### Materials provided:

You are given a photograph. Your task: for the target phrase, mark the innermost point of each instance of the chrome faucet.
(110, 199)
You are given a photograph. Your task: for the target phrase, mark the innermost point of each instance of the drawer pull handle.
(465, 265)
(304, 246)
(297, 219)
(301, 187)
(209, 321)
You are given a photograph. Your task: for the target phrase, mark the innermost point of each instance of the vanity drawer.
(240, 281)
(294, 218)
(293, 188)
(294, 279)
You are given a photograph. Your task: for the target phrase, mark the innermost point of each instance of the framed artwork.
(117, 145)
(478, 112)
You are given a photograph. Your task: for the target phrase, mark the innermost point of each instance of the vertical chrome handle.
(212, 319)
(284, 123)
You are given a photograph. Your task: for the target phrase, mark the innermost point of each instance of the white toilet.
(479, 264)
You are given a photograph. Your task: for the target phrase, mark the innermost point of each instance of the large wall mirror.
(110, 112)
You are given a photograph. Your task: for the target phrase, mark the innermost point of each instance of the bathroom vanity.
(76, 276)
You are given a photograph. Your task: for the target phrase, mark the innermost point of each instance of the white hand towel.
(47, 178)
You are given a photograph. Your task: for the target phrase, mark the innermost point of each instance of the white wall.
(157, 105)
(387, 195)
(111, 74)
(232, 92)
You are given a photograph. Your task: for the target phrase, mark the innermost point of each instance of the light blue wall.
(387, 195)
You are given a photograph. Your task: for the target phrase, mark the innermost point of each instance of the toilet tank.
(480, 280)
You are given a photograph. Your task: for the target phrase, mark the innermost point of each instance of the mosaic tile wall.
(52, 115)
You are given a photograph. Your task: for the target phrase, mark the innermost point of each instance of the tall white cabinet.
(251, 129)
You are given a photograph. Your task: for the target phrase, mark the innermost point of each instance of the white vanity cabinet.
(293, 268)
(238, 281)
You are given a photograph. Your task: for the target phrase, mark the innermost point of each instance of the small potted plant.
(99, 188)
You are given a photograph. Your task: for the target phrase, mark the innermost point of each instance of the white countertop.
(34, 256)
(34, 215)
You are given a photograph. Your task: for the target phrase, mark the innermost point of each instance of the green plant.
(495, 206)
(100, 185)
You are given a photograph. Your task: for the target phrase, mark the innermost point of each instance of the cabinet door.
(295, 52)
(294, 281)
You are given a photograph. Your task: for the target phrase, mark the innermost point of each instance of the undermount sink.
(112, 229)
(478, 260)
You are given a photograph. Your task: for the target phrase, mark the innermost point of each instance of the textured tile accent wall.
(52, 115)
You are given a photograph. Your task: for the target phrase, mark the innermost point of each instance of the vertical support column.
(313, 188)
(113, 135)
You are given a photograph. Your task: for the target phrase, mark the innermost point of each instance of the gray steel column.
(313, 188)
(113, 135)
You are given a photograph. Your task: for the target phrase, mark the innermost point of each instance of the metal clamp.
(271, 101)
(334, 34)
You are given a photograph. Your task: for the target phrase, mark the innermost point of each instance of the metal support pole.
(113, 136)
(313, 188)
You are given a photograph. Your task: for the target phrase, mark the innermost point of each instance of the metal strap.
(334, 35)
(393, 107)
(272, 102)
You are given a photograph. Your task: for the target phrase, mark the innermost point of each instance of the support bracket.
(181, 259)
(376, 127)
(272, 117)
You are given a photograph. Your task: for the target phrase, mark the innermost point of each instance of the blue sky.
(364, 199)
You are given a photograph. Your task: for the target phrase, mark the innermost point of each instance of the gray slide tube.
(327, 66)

### Task prompt:
Swap "innermost point" for "center point" in every one of the records above, and leave all other wording as it is.

### Solution below:
You are given a photograph. Your task: for the target phrase, mark the center point of each instance of the chrome faucet.
(110, 199)
You are given a photograph. Your task: for the target phrase, mark the center point of each instance of the drawer pull handle.
(465, 265)
(304, 246)
(297, 219)
(301, 187)
(209, 321)
You are given a photograph. Your task: for the target phrase, mark the center point of each instance of the vanity drawer.
(240, 281)
(294, 218)
(293, 188)
(294, 279)
You are given a photograph. Your task: for the target phrase, mark the center point of each instance of the framed artwork.
(117, 145)
(478, 112)
You are given a photograph. Your task: for the target phrase, mark the center point of each instance of the vertical chrome handle.
(212, 319)
(284, 123)
You are given a photograph. Your task: for the target phrase, mark the center point of each instance of the white toilet.
(479, 264)
You are given a photograph. Your task: for the target phrase, mark the center point of each instance of the large wall mirror.
(110, 112)
You are given a photograph. Your task: for the target phrase, mark the center point of each instance of the bathroom vanity.
(76, 276)
You are given a photograph. Your task: for the target phrase, mark the center point of each instance of the white hand towel.
(47, 178)
You are given a photograph. Your task: for the target phrase, mark the center point of each instance of the white wall.
(157, 105)
(387, 195)
(111, 74)
(232, 92)
You are given a photograph. Your task: for the target phrase, mark the center point of each instance of the light blue wall.
(387, 195)
You are given a photograph. Your task: for the target phrase, mark the center point of each instance of the toilet tank.
(480, 280)
You are given a photograph. Your task: for the target phrase, mark the center point of each instance of the mosaic tile wall.
(52, 115)
You are given a photograph. Your task: for the target phrase, mark the center point of each instance of the tall white cabinet.
(251, 129)
You are given a photograph. Your task: for the target phrase, mark the center point of each instance of the white vanity cabinet.
(293, 268)
(238, 281)
You are given a photograph. Your task: for the target phrase, mark the center point of each instance of the small potted plant.
(99, 188)
You are given a photograph. Your task: for the target phrase, mark the center point of each instance of the white countertop.
(34, 256)
(34, 215)
You are given a photograph. Your task: for the target phrase, mark the center point of each instance of the green plant.
(495, 206)
(100, 185)
You are given a photograph. Your task: for the target phrase, mark the center point of each instance of the cabinet door.
(295, 52)
(294, 281)
You are given a photograph. Your task: for the target phrase, mark the center point of each instance of the undermount sink.
(112, 229)
(478, 260)
You are given a photograph. Your task: for the target phrase, mark the center point of each instance of the textured tile accent wall.
(52, 115)
You are given a photograph. Your task: for the target phrase, mark the center point of each instance of the vertical support column.
(313, 188)
(113, 135)
You are given a photograph. Your task: for the target phrase, mark the center point of each instance of the gray steel column.
(313, 188)
(113, 135)
You are given a photograph. Your task: for the target phrase, mark the center point of each instance of the metal clamp.
(271, 101)
(334, 34)
You are given a photograph. Your task: for the target phrase, mark the center point of each instance of the metal support pole.
(113, 136)
(313, 188)
You are given a photograph. Your task: for the target phrase, mark the center point of each instance of the metal strap.
(334, 35)
(393, 107)
(272, 102)
You are given a photograph. Your task: for the target phrase, mark the center point of each instance of the support bracket.
(181, 259)
(376, 127)
(272, 117)
You are given a photograph. Your task: for the target phrase, mark the center point of each instance of the blue sky.
(364, 199)
You are given a photograph. Your task: for the target phrase, mark the center point of each instance of the gray slide tube.
(327, 66)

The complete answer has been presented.